An exact copy of the lines from the one containing "handrail, one point per instance." to the end of the records below is required, and nothing else.

[Point localization data]
__________

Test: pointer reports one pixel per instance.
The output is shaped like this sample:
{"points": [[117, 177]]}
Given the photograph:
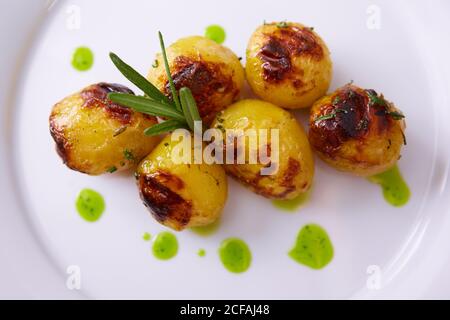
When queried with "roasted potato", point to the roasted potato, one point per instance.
{"points": [[295, 165], [212, 72], [288, 64], [181, 195], [94, 135], [357, 131]]}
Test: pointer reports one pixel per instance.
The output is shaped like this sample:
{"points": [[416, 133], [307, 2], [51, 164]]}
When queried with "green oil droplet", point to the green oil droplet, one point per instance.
{"points": [[90, 205], [207, 230], [235, 255], [313, 247], [165, 246], [215, 33], [294, 204], [82, 59], [146, 236], [395, 190]]}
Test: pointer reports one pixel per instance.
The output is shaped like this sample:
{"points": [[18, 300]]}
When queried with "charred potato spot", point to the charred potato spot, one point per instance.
{"points": [[95, 136], [97, 96], [295, 163], [212, 72], [167, 206], [356, 130], [281, 46], [289, 66], [175, 192], [61, 143], [205, 79]]}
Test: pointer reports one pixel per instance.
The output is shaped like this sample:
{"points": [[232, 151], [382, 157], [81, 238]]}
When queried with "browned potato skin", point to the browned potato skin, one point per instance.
{"points": [[363, 138], [288, 64], [95, 136], [181, 195], [296, 163], [212, 72]]}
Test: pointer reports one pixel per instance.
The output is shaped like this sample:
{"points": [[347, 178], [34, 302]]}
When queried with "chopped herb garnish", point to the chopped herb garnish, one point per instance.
{"points": [[330, 115], [119, 131], [163, 127]]}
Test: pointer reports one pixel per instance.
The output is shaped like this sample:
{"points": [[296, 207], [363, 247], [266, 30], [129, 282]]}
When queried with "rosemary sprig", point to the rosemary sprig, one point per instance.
{"points": [[149, 89], [169, 75], [145, 105], [180, 113], [163, 127], [189, 107]]}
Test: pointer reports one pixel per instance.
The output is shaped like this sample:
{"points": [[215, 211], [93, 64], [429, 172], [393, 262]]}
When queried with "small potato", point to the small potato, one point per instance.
{"points": [[288, 64], [357, 131], [181, 195], [295, 164], [212, 72], [94, 135]]}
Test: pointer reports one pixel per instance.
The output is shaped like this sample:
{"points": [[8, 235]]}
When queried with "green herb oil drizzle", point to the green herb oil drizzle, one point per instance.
{"points": [[82, 59], [395, 190], [165, 246], [235, 255], [313, 247]]}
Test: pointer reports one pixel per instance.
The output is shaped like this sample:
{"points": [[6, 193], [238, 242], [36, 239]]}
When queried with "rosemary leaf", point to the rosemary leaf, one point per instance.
{"points": [[145, 105], [163, 127], [191, 104], [169, 76], [149, 89], [186, 111]]}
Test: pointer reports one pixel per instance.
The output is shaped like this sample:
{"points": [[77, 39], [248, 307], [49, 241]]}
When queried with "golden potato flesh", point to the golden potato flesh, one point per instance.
{"points": [[181, 195], [94, 135], [212, 72], [288, 64], [295, 165], [357, 131]]}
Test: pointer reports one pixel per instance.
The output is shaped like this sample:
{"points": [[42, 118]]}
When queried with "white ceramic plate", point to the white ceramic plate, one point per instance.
{"points": [[41, 234]]}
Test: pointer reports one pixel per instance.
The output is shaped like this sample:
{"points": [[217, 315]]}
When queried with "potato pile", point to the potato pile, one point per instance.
{"points": [[288, 66]]}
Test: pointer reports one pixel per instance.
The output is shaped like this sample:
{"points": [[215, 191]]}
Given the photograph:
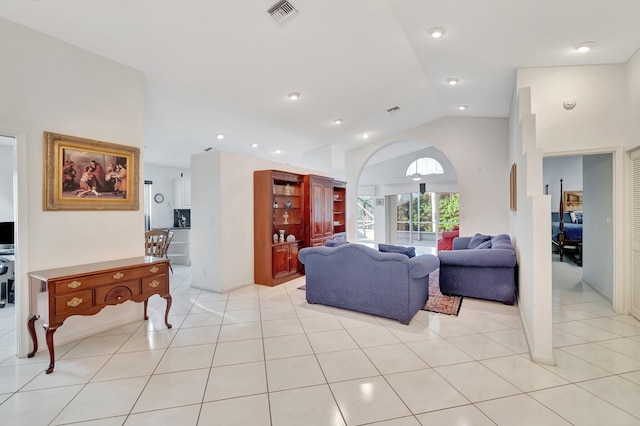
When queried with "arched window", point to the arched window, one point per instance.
{"points": [[425, 166]]}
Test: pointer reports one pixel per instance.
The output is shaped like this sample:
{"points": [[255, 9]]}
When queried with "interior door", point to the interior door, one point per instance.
{"points": [[635, 234]]}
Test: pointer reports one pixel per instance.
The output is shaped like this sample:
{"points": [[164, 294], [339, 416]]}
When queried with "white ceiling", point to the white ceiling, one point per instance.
{"points": [[215, 66]]}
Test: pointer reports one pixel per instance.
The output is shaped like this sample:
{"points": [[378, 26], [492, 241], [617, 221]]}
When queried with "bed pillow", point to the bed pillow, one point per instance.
{"points": [[478, 239], [388, 248], [485, 245]]}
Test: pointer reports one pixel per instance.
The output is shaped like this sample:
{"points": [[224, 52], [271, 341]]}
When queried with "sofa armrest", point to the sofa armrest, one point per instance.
{"points": [[461, 243], [450, 234], [423, 265], [501, 258]]}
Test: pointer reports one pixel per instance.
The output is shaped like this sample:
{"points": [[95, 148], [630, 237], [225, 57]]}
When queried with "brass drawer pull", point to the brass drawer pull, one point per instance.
{"points": [[74, 302]]}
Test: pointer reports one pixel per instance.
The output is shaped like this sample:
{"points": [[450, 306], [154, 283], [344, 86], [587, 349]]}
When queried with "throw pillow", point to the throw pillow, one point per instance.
{"points": [[485, 245], [388, 248], [478, 239]]}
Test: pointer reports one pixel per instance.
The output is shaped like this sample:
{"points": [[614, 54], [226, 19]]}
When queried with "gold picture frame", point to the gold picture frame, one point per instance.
{"points": [[572, 201], [513, 188], [85, 174]]}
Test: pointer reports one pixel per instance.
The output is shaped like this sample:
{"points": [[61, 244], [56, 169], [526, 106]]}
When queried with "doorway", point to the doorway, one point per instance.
{"points": [[583, 282], [8, 302]]}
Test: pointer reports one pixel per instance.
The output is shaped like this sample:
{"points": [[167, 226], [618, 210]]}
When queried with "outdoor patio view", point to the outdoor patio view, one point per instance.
{"points": [[419, 218]]}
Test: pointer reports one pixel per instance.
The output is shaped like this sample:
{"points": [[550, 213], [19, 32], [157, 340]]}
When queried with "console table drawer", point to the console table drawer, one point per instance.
{"points": [[156, 284], [116, 293], [116, 276], [72, 303]]}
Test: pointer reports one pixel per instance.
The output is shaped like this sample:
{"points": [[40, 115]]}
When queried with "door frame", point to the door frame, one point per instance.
{"points": [[621, 302], [21, 218]]}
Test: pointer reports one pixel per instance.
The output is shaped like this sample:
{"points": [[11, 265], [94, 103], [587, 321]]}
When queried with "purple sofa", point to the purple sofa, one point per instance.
{"points": [[359, 278], [480, 266]]}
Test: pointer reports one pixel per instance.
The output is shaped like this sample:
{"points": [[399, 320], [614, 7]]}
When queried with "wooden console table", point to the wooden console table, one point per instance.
{"points": [[56, 294]]}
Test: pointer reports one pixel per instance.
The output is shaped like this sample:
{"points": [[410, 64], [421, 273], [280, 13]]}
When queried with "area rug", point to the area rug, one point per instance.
{"points": [[438, 302]]}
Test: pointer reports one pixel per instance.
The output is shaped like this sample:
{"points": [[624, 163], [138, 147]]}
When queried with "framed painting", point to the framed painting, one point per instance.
{"points": [[572, 201], [84, 174]]}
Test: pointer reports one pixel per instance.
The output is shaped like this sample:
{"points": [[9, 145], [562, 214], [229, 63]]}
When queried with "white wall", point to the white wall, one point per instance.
{"points": [[478, 150], [222, 218], [530, 229], [569, 169], [598, 224], [599, 118], [163, 178], [598, 123], [52, 86], [6, 183]]}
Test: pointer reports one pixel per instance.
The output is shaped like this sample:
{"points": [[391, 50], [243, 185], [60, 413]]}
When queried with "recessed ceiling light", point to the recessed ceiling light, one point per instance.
{"points": [[585, 47], [437, 32]]}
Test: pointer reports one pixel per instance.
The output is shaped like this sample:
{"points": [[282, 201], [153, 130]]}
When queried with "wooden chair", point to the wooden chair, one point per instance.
{"points": [[156, 242], [166, 249]]}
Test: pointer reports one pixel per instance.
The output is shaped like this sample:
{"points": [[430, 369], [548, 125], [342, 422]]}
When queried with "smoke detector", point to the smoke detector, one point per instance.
{"points": [[282, 12]]}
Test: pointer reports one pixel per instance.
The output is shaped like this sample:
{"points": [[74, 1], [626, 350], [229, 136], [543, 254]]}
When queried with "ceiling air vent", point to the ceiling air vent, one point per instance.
{"points": [[282, 12]]}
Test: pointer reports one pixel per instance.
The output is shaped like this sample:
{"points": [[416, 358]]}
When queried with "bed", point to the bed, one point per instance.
{"points": [[566, 231]]}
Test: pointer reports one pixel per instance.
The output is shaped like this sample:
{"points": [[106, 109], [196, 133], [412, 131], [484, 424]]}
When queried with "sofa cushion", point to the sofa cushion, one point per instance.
{"points": [[388, 248], [478, 239], [484, 245], [502, 241], [334, 243]]}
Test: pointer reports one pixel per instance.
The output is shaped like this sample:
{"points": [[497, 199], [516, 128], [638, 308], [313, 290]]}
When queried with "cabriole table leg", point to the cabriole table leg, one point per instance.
{"points": [[52, 357], [167, 297], [31, 325]]}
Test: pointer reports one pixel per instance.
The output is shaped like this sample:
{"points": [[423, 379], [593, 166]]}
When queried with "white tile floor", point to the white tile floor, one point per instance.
{"points": [[262, 356]]}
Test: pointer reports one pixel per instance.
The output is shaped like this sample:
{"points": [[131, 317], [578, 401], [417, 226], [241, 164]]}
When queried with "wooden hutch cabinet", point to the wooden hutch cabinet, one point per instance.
{"points": [[319, 207], [292, 211], [279, 225], [339, 206]]}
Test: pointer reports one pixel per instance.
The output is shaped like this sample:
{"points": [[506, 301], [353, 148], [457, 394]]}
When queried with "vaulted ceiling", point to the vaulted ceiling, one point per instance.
{"points": [[215, 67]]}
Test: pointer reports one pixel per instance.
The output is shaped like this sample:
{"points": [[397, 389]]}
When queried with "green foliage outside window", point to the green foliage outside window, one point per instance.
{"points": [[449, 208]]}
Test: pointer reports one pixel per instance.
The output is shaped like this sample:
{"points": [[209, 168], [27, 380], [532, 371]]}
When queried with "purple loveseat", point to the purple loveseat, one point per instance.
{"points": [[359, 278], [485, 270]]}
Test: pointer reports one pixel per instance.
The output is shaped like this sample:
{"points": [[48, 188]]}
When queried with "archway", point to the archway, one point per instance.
{"points": [[395, 208]]}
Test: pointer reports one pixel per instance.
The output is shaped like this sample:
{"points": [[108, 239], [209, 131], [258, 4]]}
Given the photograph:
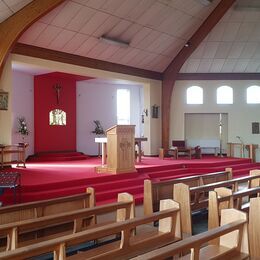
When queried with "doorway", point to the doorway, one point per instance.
{"points": [[207, 130]]}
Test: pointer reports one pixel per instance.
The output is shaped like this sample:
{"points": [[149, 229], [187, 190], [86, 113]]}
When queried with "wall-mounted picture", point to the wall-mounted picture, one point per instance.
{"points": [[255, 128], [3, 100]]}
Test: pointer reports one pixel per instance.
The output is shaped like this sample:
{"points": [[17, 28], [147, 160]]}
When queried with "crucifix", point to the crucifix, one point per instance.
{"points": [[57, 88]]}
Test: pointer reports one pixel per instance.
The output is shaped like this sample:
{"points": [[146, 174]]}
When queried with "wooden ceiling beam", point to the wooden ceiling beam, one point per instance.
{"points": [[170, 74], [68, 58], [13, 27]]}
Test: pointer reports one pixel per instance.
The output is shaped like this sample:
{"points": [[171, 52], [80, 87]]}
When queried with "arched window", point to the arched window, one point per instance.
{"points": [[253, 95], [225, 95], [195, 95], [57, 117]]}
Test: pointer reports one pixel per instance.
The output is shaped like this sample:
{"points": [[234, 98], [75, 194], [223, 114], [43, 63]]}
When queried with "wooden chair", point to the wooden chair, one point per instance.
{"points": [[222, 198], [32, 231], [197, 198], [129, 245], [254, 228], [42, 208], [232, 245], [181, 147], [156, 191]]}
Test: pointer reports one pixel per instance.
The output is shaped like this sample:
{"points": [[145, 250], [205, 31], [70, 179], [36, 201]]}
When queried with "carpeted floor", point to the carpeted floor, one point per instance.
{"points": [[53, 178]]}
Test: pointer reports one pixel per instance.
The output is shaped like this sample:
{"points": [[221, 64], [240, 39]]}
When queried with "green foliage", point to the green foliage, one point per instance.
{"points": [[22, 126], [98, 128]]}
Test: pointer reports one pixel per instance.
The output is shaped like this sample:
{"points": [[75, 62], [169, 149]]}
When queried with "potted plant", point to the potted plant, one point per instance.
{"points": [[98, 128], [22, 127]]}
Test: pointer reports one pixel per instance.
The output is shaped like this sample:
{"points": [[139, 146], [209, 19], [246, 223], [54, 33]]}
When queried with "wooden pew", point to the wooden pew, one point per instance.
{"points": [[222, 198], [156, 191], [254, 228], [42, 208], [129, 245], [75, 221], [232, 245], [196, 198]]}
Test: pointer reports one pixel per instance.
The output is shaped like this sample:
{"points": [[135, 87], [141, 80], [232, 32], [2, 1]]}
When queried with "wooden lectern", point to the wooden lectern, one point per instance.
{"points": [[121, 149]]}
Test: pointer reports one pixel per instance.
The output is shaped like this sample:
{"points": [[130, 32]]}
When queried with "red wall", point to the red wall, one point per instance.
{"points": [[54, 138]]}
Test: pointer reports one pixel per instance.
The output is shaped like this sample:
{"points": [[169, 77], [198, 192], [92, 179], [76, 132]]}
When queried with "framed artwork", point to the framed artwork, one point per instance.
{"points": [[255, 128], [3, 100]]}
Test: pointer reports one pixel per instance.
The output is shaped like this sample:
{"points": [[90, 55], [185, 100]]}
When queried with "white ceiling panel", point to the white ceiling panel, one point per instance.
{"points": [[47, 36], [204, 65], [80, 18], [210, 50], [75, 43], [229, 65], [33, 32], [87, 46], [237, 37], [216, 65], [241, 65], [93, 24], [61, 40], [155, 29], [252, 66]]}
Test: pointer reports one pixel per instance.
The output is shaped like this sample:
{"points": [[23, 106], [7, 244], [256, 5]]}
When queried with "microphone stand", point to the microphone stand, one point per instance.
{"points": [[243, 146]]}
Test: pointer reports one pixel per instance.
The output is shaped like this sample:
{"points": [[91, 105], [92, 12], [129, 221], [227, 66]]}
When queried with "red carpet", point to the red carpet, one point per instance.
{"points": [[60, 178]]}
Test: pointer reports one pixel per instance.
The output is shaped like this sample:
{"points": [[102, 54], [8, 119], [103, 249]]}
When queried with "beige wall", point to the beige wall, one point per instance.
{"points": [[240, 114], [6, 116], [152, 127]]}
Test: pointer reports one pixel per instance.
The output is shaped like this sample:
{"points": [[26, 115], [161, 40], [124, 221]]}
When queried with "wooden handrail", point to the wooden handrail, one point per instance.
{"points": [[238, 222], [154, 191], [43, 222], [42, 203], [168, 230]]}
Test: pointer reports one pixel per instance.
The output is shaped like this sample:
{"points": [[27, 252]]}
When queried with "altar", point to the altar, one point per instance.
{"points": [[103, 142]]}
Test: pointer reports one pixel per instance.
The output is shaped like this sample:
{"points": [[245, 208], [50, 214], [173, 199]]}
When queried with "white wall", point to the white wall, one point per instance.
{"points": [[97, 101], [240, 114], [23, 105]]}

__________

■ **Solved exercise**
When queried with "wooden handrail", point to the wooden handrail, one point per instance.
{"points": [[238, 222], [154, 191], [43, 222], [42, 203], [168, 230]]}
Test: pointer reports one pixel per instance.
The output is shaped like this sample:
{"points": [[27, 252]]}
When queried with "altar", point to the altar, one point per instance.
{"points": [[103, 142]]}
Test: pointer reports one pixel per instance.
The output is shaped like this sample:
{"points": [[245, 208], [50, 214], [173, 199]]}
When queried with "white wall", point to the white wall, one point per instance.
{"points": [[97, 101], [240, 114], [23, 105]]}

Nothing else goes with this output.